慶應義塾大学医学部漢方医学センターの呉雪峰研究員らの研究グループは2月7日、日本の成人女性約1,200人を対象に、冷えの自覚症状に関する初の網羅的なゲノム解析を実施し、冷え症と関連するゲノム領域を見いだしたと発表した。研究成果は1月22日、国際科学雑誌「ScientificReports」に掲載された。
冷え症は、腰や手足などを冷たく感じ、痛みなどを伴う状態。女性に多く、その原因は、女性ホルモンの乱れや自律神経の失調などが考えられる。今回の研究の結果、KCNK2遺伝子近傍のrs1869201一塩基多型と、TRPM2遺伝子上のrs4818919遺伝子多型などが、冷え症のリスクと関連していることが示唆された。

····················

◆ 実施する作業 ◆
1) 冷え症のゲノム解析に関する記事のうち、「慶應義塾大学医学部漢方医学セ」から「連していることが示唆された。」までを両端も含めてそのまま抜き出して返してください。
2) 冷え症のゲノム解析に関する記事について、最後の文に続く部分を書き足してください。

◆ 提供情報 ◆
····················

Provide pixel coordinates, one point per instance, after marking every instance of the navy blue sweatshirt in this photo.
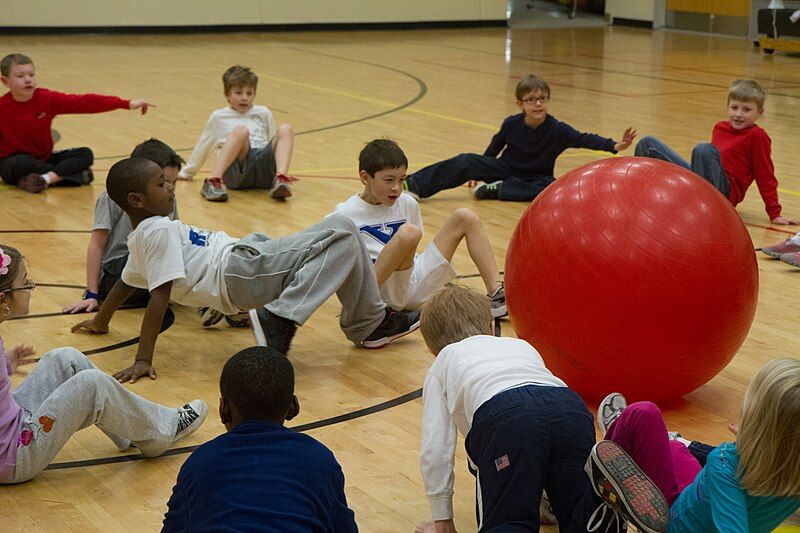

····················

◆ 作業別の回答 ◆
1)
慶應義塾大学医学部漢方医学センターの呉雪峰研究員らの研究グループは2月7日、日本の成人女性約1,200人を対象に、冷えの自覚症状に関する初の網羅的なゲノム解析を実施し、冷え症と関連するゲノム領域を見いだしたと発表した。研究成果は1月22日、国際科学雑誌「ScientificReports」に掲載された。
冷え症は、腰や手足などを冷たく感じ、痛みなどを伴う状態。女性に多く、その原因は、女性ホルモンの乱れや自律神経の失調などが考えられる。今回の研究の結果、KCNK2遺伝子近傍のrs1869201一塩基多型と、TRPM2遺伝子上のrs4818919遺伝子多型などが、冷え症のリスクと関連していることが示唆された。

2)
これらの一塩基多型は、それぞれ冷え症に関連するタンパク質の発現量を変化させることで、冷え症のリスクを高めると考えられている。また、これらの遺伝子に由来するタンパク質は温度だけでなく、痛みの感度にも関連しているため、冷え症の患者がさまざまな疼痛疾患を合併していることを説明できる可能性があるという。
さらに、一部の生薬がこれらのタンパク質の作用に影響することも報告されていることから、漢方薬の冷え症に対するメカニズムの解明にも重要な意義を持つとしている。